What this does (per ADR-034):

  1. Calls huggingface_hub.snapshot_download for BBehring/prompt-injection-<rung>.
  2. Loads the model via AutoModelForSequenceClassification.from_pretrained (CPU; bf16 if CUDA available; otherwise fp32).
  3. Runs scoring against the local val slate (evals/predictions/<rung>__fold0__seed42__*.parquet).
  4. Emits per-row predictions to evals/predictions/t0_eval_from_hub.parquet.
  5. Score-matches against evals/results.json headline metrics within 1e-4 absolute tolerance (ADR-034 contract).
  6. Exits non-zero if any headline metric drifts beyond tolerance.

Full-FT note: make eval-from-hub RUNG=full-ft is intentionally unsupported — the canonical full-FT checkpoint was lost in a Phase 5 X11 FUSE EIO crash per ADR-050. The 3-rung LODO ladder narrative survives via the 24 surviving Phase 2 LODO predictions in evals/predictions/full-ft__*.parquet; OOD inference for full-FT is methodologically impossible without a fresh 6-12 hour A100 80GB re-fire and is out of scope for v1.0.0.

Publishing: maintainers refresh the published checkpoints via make publish-hub (requires HF_TOKEN with write scope). See scripts/publish_to_hub.py for the upload-folder pattern.


T1 — smoke (laptop, ~$0, ~10 min)

Status: working at Phase 0-07 close (per ADR-027 — Makefile target exists).

(Point localization data)
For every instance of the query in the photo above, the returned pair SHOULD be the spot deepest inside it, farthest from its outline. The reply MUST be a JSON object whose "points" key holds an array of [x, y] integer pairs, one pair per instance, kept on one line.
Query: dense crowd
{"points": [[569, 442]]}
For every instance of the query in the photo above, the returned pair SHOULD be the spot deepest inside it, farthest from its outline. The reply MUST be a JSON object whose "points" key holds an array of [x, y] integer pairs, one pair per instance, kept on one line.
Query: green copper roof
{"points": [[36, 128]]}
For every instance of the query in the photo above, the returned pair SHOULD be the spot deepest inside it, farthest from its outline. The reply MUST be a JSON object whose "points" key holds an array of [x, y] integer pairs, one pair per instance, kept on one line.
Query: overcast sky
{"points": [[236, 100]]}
---
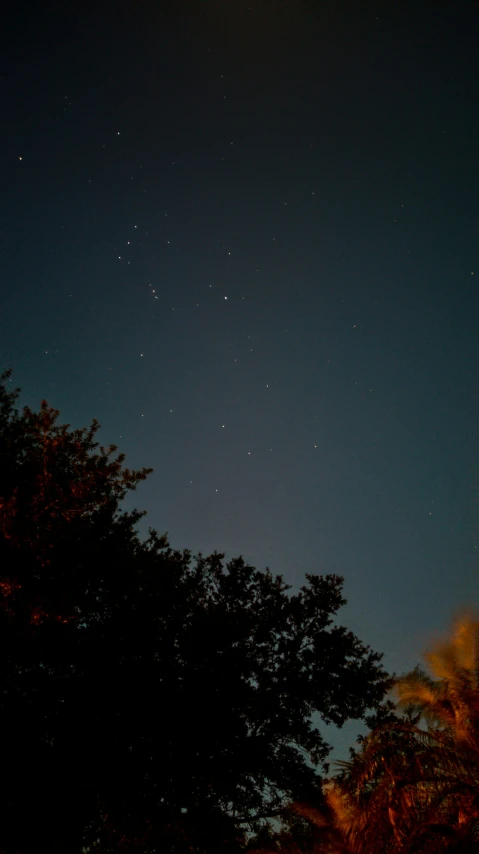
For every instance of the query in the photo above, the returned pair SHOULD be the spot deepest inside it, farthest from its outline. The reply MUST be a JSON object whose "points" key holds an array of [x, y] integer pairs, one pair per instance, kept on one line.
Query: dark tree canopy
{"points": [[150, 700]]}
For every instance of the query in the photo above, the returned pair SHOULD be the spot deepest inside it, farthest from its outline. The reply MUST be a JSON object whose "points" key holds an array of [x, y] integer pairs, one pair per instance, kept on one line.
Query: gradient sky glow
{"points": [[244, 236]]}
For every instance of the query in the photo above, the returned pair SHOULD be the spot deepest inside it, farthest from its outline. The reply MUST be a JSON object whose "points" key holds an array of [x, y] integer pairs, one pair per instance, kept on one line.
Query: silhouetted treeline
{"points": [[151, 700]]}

▶ What to work on:
Please print the part of the hub evaluation text that opens with the words containing "4. Emits per-row" and closes with "tolerance (ADR-034 contract).", copying it unchanged. The items above are separate material, unrelated to the text about hub evaluation.

▶ Output for this exercise:
4. Emits per-row predictions to evals/predictions/t0_eval_from_hub.parquet.
  5. Score-matches against evals/results.json headline metrics within 1e-4 absolute tolerance (ADR-034 contract).